  16. Three musicians without whom the world would be worse off? ¿Three who are alive? Frederic Rzewski, Brad Mehldau, David Ortolá.
  17. A work of music you never tire of hearing? It depends on what era and, very much so, on the performance and recording. Over recent weeks, Schumann Violin Concerto as played by Patricia Kopatchinskaja.
  18. A special song for you (and don’t say why)? “Abendstern” by Schubert.
  19. A musical instrument (not your own)? Alto Flute.
  20. A writer and a book? Jorge Luis Borges. “Ocean Sea” by Alessandro Baricco.
  21. A painter and a painting? Claude Monet. “Study after Velazquez’s portrait of Pope Innocent X” by Francis Bacon.
  22. A film. “Moulin Rouge” by Baz Luhrmann.
  23. A sport. Hiking.
  24. Car, bike, or public transport? Car or public transport, depending on the place and the quality of the transport.
  25. Favourite food and drink? My mama’s sweet tortellini and fresh mango juice (and fresh fruit juices in general)…but separately, of course!
  26. Do you cook regularly? Yes.
  27. What name do you like the most? Gaia. If I’d had a daughter I’d like her to have been called this.
  28. What is the habit of others you most detest? Belittling someone, on a small or grand scale, especially when it is an expression of scorn based on difference.
  29. What defect do you most easily tolerate? Mine, firstly: unpunctuality.
  30. Your fictional hero or heroine? Yoda.
  31. Your real-life hero or heroine? People like Oscar Camps (the founder of the NGO Open Arms) who sacrifices everything to do what he believes in. And his family, who support him.
  32. In which city do you imagine yourself living? Many. The important thing for me is with whom and doing what. If I have to choose one, then it’s New York. At least for a while.
  33. Would you have like to have lived in another era? No. I’d just like my era to better than it is.
  34. What musical event would you have liked to be present at? The December 22 concert in 1808 in the Theater an der Wien, the day Beethoven premiered his 5th and 6th Symphonies, improvised and played a version of his 4th Concerto that I believe was unthinkably different to how we imagine this work today. But I would like to be at that concert not as a Viennese person from 1808 but being what I am today, a musician and musicologist of the 21st century. To be able to compare those performances with all that we have done later with those scores, that would be quite amazing!

## PROBLEM STATEMENT
Answer from the questionnaire:
(a) What musical instrument, other than the respondent's own, is named?
(b) If the respondent had to pick one city to live in, which would it be?
(c) Who is named as the founder of the NGO Open Arms?
Draw only on the questionnaire for your answers.

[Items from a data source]
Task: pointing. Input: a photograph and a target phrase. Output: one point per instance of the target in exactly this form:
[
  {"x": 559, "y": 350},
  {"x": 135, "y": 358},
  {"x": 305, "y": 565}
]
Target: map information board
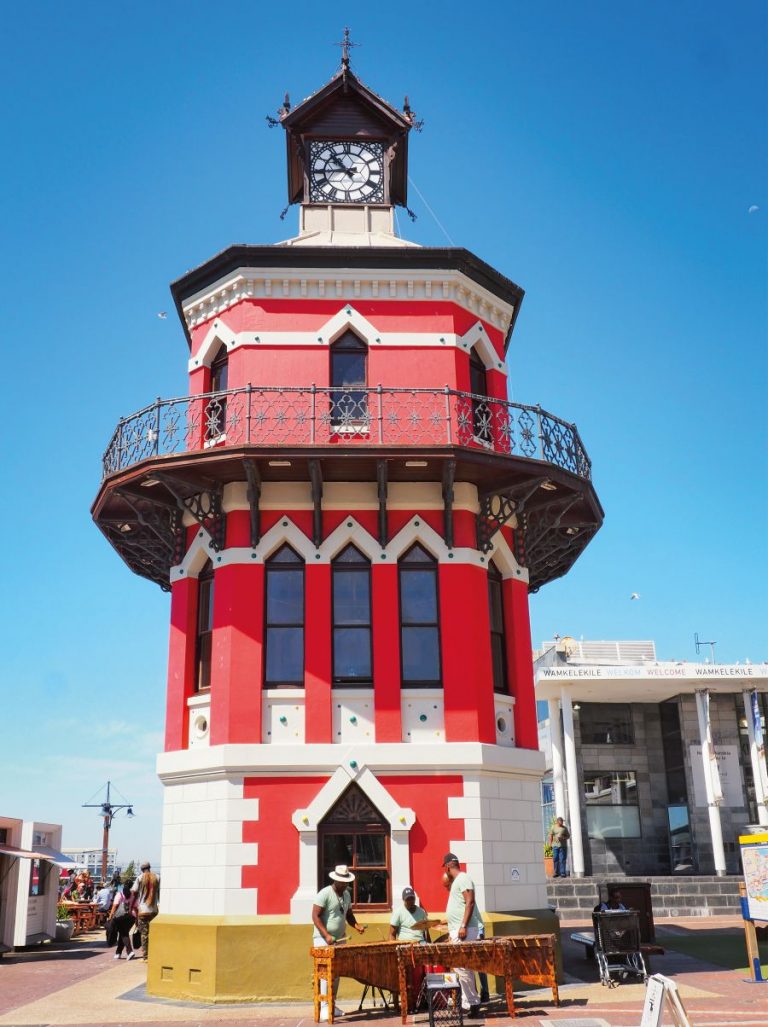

## SOLVED PROBLEM
(a) Alto flute.
(b) New York.
(c) Oscar Camps.